>>
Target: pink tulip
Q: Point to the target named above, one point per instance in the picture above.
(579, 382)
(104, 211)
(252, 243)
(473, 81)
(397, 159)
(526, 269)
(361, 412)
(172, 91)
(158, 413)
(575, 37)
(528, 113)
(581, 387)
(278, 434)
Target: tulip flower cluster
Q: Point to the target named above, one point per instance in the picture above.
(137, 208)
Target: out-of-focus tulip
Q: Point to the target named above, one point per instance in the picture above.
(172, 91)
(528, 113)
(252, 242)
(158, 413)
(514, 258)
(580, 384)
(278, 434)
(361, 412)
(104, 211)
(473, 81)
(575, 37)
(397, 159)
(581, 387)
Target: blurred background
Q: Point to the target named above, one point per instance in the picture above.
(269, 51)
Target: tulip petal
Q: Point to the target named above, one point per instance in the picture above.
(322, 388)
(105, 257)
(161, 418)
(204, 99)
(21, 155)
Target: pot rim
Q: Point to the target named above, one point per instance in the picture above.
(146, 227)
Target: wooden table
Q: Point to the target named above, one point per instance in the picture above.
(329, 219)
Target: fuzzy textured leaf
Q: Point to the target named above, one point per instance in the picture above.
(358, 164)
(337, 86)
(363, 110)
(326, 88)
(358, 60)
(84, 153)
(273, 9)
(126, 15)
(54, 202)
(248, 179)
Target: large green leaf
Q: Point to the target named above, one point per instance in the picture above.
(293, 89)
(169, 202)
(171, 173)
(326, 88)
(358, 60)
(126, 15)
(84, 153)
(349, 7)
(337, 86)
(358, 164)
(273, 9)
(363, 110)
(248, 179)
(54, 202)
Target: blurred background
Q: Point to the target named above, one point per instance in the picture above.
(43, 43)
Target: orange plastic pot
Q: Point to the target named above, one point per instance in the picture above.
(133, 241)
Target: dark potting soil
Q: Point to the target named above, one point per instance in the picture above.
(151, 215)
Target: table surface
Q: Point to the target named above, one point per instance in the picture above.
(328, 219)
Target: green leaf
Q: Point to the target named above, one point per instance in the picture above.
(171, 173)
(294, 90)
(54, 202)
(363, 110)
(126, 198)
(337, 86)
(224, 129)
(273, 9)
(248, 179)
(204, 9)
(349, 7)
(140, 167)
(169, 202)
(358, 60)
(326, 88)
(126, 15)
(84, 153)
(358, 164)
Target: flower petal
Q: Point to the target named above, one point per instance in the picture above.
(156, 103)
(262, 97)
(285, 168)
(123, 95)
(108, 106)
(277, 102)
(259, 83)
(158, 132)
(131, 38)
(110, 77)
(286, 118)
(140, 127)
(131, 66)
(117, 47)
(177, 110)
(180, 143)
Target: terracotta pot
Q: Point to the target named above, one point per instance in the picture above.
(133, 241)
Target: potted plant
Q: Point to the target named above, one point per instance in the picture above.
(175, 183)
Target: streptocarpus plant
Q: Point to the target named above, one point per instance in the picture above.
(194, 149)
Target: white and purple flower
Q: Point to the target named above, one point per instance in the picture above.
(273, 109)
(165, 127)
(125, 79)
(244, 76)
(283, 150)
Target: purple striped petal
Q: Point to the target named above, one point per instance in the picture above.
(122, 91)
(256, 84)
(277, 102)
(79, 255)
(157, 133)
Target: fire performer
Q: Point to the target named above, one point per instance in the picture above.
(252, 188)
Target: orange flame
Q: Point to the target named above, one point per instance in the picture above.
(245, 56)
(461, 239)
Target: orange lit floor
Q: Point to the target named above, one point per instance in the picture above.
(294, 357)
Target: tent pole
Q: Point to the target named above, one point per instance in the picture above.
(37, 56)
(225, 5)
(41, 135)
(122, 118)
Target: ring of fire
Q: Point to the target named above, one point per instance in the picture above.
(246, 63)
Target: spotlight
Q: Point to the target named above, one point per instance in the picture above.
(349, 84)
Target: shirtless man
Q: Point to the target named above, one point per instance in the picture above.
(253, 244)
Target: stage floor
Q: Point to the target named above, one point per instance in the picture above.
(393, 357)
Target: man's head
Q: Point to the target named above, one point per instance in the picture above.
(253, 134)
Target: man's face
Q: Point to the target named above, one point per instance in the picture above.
<<
▶ Work instructions: Format all of the items above as a numbered list, leaving out any blank lines.

▶ Expected output:
1. Target: pink tulip
2. Q: Point to the target named above, one point per instance in the picture above.
3. (579, 382)
4. (104, 211)
5. (252, 243)
6. (473, 81)
7. (397, 159)
8. (526, 269)
9. (361, 412)
10. (172, 91)
11. (158, 413)
12. (575, 37)
13. (528, 113)
14. (581, 387)
15. (278, 434)
16. Target: tulip flower cluster
17. Q: Point to the target named above, one point per instance in the picture above.
18. (137, 208)
19. Target: out-of-focus tulip
20. Q: Point to the target named above, one point per instance in the picture above.
21. (172, 91)
22. (528, 113)
23. (252, 242)
24. (158, 413)
25. (514, 258)
26. (580, 384)
27. (278, 434)
28. (361, 412)
29. (104, 211)
30. (473, 81)
31. (575, 37)
32. (397, 159)
33. (581, 387)
34. Target: blurred background
35. Q: Point to the target named above, one point per instance in the picture above.
36. (269, 51)
37. Target: tulip petal
38. Q: Point to the target named above, one point per instance in the picture above.
39. (322, 388)
40. (105, 257)
41. (161, 418)
42. (204, 99)
43. (21, 155)
44. Target: pot rim
45. Q: Point to the target named above, one point per instance in the picture above.
46. (146, 227)
47. Target: wooden table
48. Q: Point to the target named above, one point per instance in the picture above.
49. (329, 219)
50. Target: fuzzy textured leaf
51. Q: Point to the target named above, one point per instance in the picture above.
52. (358, 164)
53. (337, 86)
54. (363, 110)
55. (326, 88)
56. (358, 60)
57. (84, 153)
58. (273, 9)
59. (126, 15)
60. (54, 202)
61. (248, 179)
62. Target: large green leaf
63. Q: Point to the target named above, one point per instance in the picture above.
64. (293, 89)
65. (169, 202)
66. (171, 173)
67. (326, 88)
68. (358, 60)
69. (126, 15)
70. (84, 153)
71. (349, 7)
72. (337, 86)
73. (358, 164)
74. (273, 9)
75. (363, 110)
76. (248, 179)
77. (54, 202)
78. Target: blurred background
79. Q: Point to the target named above, one point per instance in the picture above.
80. (43, 43)
81. Target: orange plastic pot
82. Q: Point to the target named above, one point per instance in the picture above.
83. (133, 241)
84. Target: dark potting soil
85. Q: Point to the target named above, one point per instance in the picture above.
86. (151, 215)
87. Target: table surface
88. Q: Point to the target named above, one point per instance in the picture above.
89. (328, 219)
90. Target: green leaf
91. Q: Point to the target named above, one point per instance in the picture above.
92. (171, 173)
93. (294, 90)
94. (54, 202)
95. (363, 110)
96. (126, 198)
97. (337, 86)
98. (224, 129)
99. (273, 9)
100. (248, 179)
101. (204, 9)
102. (349, 7)
103. (140, 167)
104. (169, 202)
105. (358, 60)
106. (326, 88)
107. (126, 15)
108. (84, 153)
109. (358, 164)
110. Target: flower petal
111. Q: Point to the target named above, one point per instance in the picture above.
112. (156, 103)
113. (262, 97)
114. (285, 168)
115. (123, 95)
116. (108, 106)
117. (277, 102)
118. (259, 83)
119. (158, 132)
120. (131, 38)
121. (110, 77)
122. (286, 118)
123. (140, 127)
124. (131, 66)
125. (117, 47)
126. (177, 110)
127. (180, 143)
128. Target: terracotta pot
129. Q: Point to the target named above, one point per instance in the picture above.
130. (133, 241)
131. Target: potted plant
132. Q: Point to the target named above, one point per instance in the picture above.
133. (175, 183)
134. Target: streptocarpus plant
135. Q: Point to the target named above, one point per instance in the picture above.
136. (194, 149)
137. Target: white and purple flower
138. Q: Point to the target named above, one point per instance in the picture above.
139. (273, 109)
140. (165, 127)
141. (125, 79)
142. (244, 76)
143. (283, 150)
144. Target: purple striped petal
145. Q: Point to the target named above, one point per instance in the picture above.
146. (122, 91)
147. (256, 84)
148. (277, 102)
149. (79, 255)
150. (157, 133)
151. Target: fire performer
152. Q: Point to the target named above, one point per instance in the picture above.
153. (252, 188)
154. Target: orange flame
155. Q: Point to the target named above, one point per instance in the picture above.
156. (245, 56)
157. (461, 239)
158. Target: orange lit floor
159. Q: Point to the target named above, one point per instance in the picture above.
160. (294, 357)
161. Target: tent pole
162. Q: Point to the target named above, one point per instance in the picture above.
163. (37, 56)
164. (225, 5)
165. (41, 135)
166. (122, 118)
167. Target: ring of fire
168. Q: Point to the target named above, one point per instance in the picture above.
169. (246, 63)
170. Target: spotlight
171. Q: Point to the target named above, one point per instance in the picture above.
172. (349, 84)
173. Target: shirtless man
174. Q: Point to the target named above, one point per instance in the picture above.
175. (253, 244)
176. Target: stage floor
177. Q: Point to the target named above, one point per instance in the picture above.
178. (393, 357)
179. Target: man's head
180. Q: Point to the target named above, one point per instance in the picture above.
181. (253, 134)
182. Target: man's face
183. Q: Point to the target named above, one point per instance in the picture above.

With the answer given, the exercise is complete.